Rewrite the data starting at the line that contains "Q: Find one point on every instance of the dark" and ending at the end of the data, changing "paved roadway" to "asphalt road" and leaving everything else unchanged. Give only those lines.

TASK INPUT:
-=-=-

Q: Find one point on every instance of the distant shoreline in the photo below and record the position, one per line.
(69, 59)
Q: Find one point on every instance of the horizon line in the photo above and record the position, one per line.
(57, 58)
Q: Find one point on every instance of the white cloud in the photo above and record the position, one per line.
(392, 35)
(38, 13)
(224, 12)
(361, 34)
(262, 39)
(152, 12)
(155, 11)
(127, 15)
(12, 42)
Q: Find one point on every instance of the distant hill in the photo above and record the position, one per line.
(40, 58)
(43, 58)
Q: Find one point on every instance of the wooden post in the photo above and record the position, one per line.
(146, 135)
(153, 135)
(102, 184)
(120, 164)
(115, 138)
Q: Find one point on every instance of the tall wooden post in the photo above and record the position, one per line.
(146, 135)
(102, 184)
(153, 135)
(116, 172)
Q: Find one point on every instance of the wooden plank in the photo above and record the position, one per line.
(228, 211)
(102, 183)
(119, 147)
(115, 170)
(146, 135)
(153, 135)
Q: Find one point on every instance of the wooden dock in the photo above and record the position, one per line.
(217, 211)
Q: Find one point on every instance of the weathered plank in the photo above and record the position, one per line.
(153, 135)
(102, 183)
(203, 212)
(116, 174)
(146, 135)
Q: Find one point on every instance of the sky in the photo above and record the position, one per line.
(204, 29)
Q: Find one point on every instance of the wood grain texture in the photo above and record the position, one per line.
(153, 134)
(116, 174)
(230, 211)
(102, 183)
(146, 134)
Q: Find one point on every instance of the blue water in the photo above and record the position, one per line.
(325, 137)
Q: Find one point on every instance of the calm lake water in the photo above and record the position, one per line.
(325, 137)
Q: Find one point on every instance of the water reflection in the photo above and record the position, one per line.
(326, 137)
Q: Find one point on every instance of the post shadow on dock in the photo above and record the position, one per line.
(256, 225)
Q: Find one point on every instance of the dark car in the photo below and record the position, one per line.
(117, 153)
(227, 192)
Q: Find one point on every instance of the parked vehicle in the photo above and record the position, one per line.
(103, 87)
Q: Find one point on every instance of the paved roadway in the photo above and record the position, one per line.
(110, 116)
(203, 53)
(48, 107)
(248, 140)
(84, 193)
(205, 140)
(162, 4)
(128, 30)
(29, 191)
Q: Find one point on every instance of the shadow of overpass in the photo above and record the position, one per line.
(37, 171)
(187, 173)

-=-=-

PROBLEM SOLUTION:
Q: Find one point on every instance of the dark car in the photo below and record the position, one per line.
(117, 153)
(227, 192)
Q: Find one point on every instance of the parked vehicle in the photo above and record the position, one per line.
(103, 87)
Q: Find one point on every instance of the asphalt road in the photo above and record the position, one per line.
(110, 116)
(203, 53)
(48, 107)
(248, 140)
(84, 193)
(205, 140)
(162, 4)
(128, 30)
(29, 191)
Q: Find one point on every instance of the shadow of overpass in the photo above and record the position, one per line.
(37, 171)
(187, 173)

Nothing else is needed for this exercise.